Assignment:
Give back all the data below exactly as it is shown.

Source material:
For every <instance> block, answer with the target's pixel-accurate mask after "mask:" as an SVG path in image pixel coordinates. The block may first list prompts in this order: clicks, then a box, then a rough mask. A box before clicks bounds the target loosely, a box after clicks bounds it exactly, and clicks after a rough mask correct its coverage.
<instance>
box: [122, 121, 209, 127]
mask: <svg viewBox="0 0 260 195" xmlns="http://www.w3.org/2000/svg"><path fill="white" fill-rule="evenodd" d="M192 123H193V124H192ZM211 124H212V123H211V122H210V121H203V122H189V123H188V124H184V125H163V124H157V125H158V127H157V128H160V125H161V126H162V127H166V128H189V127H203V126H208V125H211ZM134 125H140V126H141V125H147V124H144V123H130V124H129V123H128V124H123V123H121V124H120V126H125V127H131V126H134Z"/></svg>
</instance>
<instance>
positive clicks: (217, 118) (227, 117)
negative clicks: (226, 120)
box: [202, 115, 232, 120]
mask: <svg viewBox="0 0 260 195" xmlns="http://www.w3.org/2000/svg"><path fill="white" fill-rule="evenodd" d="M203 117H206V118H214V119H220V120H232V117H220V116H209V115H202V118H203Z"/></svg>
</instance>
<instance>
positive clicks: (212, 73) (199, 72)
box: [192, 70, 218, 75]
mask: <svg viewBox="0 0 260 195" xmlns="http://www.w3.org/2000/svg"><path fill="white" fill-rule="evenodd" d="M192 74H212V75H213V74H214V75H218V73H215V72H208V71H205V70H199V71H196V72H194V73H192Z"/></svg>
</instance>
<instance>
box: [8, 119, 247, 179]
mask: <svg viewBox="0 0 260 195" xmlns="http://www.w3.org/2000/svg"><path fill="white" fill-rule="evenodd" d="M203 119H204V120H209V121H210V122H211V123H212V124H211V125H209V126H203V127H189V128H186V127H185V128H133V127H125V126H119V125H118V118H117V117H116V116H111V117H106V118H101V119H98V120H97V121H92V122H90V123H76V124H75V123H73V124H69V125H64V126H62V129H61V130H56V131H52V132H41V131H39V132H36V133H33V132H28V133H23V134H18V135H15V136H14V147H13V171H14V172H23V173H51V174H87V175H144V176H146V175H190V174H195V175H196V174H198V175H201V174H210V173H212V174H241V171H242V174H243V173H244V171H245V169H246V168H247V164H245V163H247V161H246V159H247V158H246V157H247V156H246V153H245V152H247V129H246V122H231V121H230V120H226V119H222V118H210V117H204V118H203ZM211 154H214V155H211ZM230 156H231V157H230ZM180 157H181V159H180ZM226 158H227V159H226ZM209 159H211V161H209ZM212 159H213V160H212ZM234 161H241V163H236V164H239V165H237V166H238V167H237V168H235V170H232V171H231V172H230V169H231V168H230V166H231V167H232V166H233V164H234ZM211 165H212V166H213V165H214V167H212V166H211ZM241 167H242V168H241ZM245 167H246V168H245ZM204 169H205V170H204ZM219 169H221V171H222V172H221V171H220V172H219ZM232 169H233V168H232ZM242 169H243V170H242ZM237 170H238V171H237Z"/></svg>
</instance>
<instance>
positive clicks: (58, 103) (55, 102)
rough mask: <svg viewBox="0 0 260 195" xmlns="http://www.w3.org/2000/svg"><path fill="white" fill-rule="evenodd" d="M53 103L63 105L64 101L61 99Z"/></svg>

Answer to this problem:
For every <instance> block, answer with the target's pixel-accurate mask after "mask:" as an SVG path in image pixel coordinates. The block may first list prompts in this order: clicks, then a box, then a rough mask. A box before clicks bounds the target loosely, a box after clicks bounds it exactly, and clicks after a rough mask correct its coverage.
<instance>
box: [122, 121, 209, 127]
mask: <svg viewBox="0 0 260 195" xmlns="http://www.w3.org/2000/svg"><path fill="white" fill-rule="evenodd" d="M192 123H193V124H192ZM211 124H212V123H211V122H210V121H203V122H189V123H188V124H184V125H163V124H157V125H158V127H157V128H160V125H161V126H162V127H166V128H189V127H203V126H208V125H211ZM134 125H140V126H141V125H147V124H144V123H130V124H129V123H128V124H123V123H121V124H120V126H125V127H131V126H134Z"/></svg>
</instance>
<instance>
positive clicks: (217, 118) (227, 117)
negative clicks: (226, 120)
box: [202, 115, 232, 120]
mask: <svg viewBox="0 0 260 195" xmlns="http://www.w3.org/2000/svg"><path fill="white" fill-rule="evenodd" d="M203 117H206V118H214V119H220V120H232V117H220V116H209V115H202V118H203Z"/></svg>
</instance>
<instance>
positive clicks: (212, 73) (199, 72)
box: [192, 70, 218, 75]
mask: <svg viewBox="0 0 260 195" xmlns="http://www.w3.org/2000/svg"><path fill="white" fill-rule="evenodd" d="M192 74H212V75H213V74H214V75H218V73H215V72H208V71H205V70H199V71H196V72H194V73H192Z"/></svg>
</instance>
<instance>
box: [8, 119, 247, 179]
mask: <svg viewBox="0 0 260 195" xmlns="http://www.w3.org/2000/svg"><path fill="white" fill-rule="evenodd" d="M203 119H204V120H209V121H210V122H211V123H212V124H211V125H209V126H203V127H189V128H186V127H185V128H133V127H125V126H119V125H118V118H117V117H116V116H111V117H106V118H101V119H98V120H97V121H92V122H90V123H76V124H75V123H73V124H69V125H64V126H62V129H61V130H56V131H52V132H41V131H39V132H36V133H33V132H28V133H23V134H18V135H15V136H14V147H13V171H14V172H23V173H51V174H87V175H144V176H146V175H190V174H195V175H196V174H198V175H201V174H210V173H212V174H241V171H242V174H243V173H244V171H245V169H246V168H247V164H245V163H247V161H246V159H247V158H246V157H247V156H246V153H245V152H247V129H246V122H231V121H230V120H226V119H222V118H210V117H204V118H203ZM211 154H214V155H211ZM230 156H231V157H230ZM180 157H181V159H180ZM226 158H227V159H226ZM209 159H211V161H209ZM212 159H213V160H212ZM234 161H241V163H236V164H239V165H237V166H238V167H237V168H235V170H232V171H231V172H230V169H231V168H230V166H231V167H232V166H233V164H234ZM211 165H212V166H213V165H214V167H212V166H211ZM241 167H242V168H241ZM245 167H246V168H245ZM204 169H205V170H204ZM219 169H221V171H222V172H221V171H220V172H219ZM232 169H233V168H232ZM242 169H243V170H242ZM237 170H238V171H237Z"/></svg>
</instance>
<instance>
positive clicks: (58, 103) (55, 102)
rough mask: <svg viewBox="0 0 260 195" xmlns="http://www.w3.org/2000/svg"><path fill="white" fill-rule="evenodd" d="M53 103L63 105L64 101L61 99Z"/></svg>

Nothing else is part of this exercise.